**WHAT NEEDS TO BE DONE:**
Give these lines again with every "Produce" swapped for "Return", leaving everything else unchanged.

**PROVIDED ENTRIES:**
Begin

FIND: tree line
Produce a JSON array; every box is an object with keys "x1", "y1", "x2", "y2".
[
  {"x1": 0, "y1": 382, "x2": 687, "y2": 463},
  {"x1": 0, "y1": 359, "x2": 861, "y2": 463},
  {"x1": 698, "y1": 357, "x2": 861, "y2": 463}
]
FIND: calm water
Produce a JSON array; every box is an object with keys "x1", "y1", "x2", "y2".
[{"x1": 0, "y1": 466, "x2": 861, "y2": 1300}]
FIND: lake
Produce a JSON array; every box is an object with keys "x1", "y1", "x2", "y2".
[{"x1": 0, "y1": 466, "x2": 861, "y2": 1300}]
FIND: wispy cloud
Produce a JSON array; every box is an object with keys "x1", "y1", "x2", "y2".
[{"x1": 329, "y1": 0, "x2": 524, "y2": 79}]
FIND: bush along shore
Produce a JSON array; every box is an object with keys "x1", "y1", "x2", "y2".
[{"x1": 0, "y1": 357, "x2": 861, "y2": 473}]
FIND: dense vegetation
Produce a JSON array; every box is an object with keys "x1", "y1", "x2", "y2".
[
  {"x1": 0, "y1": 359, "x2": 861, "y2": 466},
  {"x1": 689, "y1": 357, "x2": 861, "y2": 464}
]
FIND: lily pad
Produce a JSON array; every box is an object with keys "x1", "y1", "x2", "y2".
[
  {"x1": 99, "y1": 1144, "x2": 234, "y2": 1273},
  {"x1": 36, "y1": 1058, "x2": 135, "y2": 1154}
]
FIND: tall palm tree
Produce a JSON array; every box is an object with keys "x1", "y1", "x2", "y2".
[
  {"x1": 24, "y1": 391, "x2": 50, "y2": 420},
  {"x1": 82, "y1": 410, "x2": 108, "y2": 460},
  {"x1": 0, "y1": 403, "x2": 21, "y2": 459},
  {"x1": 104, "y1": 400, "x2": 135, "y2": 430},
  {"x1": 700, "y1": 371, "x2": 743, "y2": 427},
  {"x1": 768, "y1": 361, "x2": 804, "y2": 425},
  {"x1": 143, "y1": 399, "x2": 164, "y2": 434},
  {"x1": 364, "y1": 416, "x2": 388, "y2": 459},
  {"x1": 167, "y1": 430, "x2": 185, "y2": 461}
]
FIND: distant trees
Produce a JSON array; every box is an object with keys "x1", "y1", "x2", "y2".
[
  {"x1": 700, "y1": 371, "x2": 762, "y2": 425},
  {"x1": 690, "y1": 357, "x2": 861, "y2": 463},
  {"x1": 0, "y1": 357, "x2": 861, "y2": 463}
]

End

**FULL RESPONSE:**
FIND: tree line
Return a JSON array; every box is an object with keys "x1", "y1", "x2", "y2".
[
  {"x1": 0, "y1": 382, "x2": 687, "y2": 463},
  {"x1": 0, "y1": 359, "x2": 861, "y2": 463},
  {"x1": 698, "y1": 357, "x2": 861, "y2": 463}
]
FIND: calm water
Return a JSON array; every box is an object with keys "x1", "y1", "x2", "y2".
[{"x1": 0, "y1": 466, "x2": 861, "y2": 1300}]
FIND: lake
Return a JSON array; every box is an object with keys "x1", "y1", "x2", "y2".
[{"x1": 0, "y1": 466, "x2": 861, "y2": 1300}]
FIND: wispy cloud
Return a JSON array; every box is an object with keys "x1", "y1", "x2", "y2".
[{"x1": 329, "y1": 0, "x2": 524, "y2": 79}]
FIND: bush along shore
Return a JSON array; every box is an object with keys "x1", "y1", "x2", "y2".
[{"x1": 0, "y1": 357, "x2": 861, "y2": 473}]
FIND: dense vegetation
Return a JSON array; every box is an object with keys "x1", "y1", "x2", "y2".
[
  {"x1": 0, "y1": 359, "x2": 861, "y2": 466},
  {"x1": 689, "y1": 357, "x2": 861, "y2": 464}
]
FIND: lily pad
Return a JSON array; every box is an object with keys "x1", "y1", "x2", "y2".
[
  {"x1": 99, "y1": 1144, "x2": 234, "y2": 1273},
  {"x1": 36, "y1": 1058, "x2": 135, "y2": 1154}
]
FIND: tall palm tree
Return a JSON array; every box is an object with keys "x1", "y1", "x2", "y2".
[
  {"x1": 24, "y1": 391, "x2": 50, "y2": 420},
  {"x1": 82, "y1": 410, "x2": 108, "y2": 460},
  {"x1": 0, "y1": 403, "x2": 21, "y2": 459},
  {"x1": 104, "y1": 400, "x2": 135, "y2": 430},
  {"x1": 700, "y1": 371, "x2": 743, "y2": 427},
  {"x1": 768, "y1": 361, "x2": 804, "y2": 425},
  {"x1": 143, "y1": 399, "x2": 164, "y2": 434},
  {"x1": 364, "y1": 416, "x2": 388, "y2": 459},
  {"x1": 167, "y1": 430, "x2": 185, "y2": 461}
]
FIND: distant trees
Return a JSON array; every box is an object with keys "x1", "y1", "x2", "y2".
[
  {"x1": 700, "y1": 371, "x2": 762, "y2": 425},
  {"x1": 690, "y1": 357, "x2": 861, "y2": 463},
  {"x1": 0, "y1": 357, "x2": 861, "y2": 463}
]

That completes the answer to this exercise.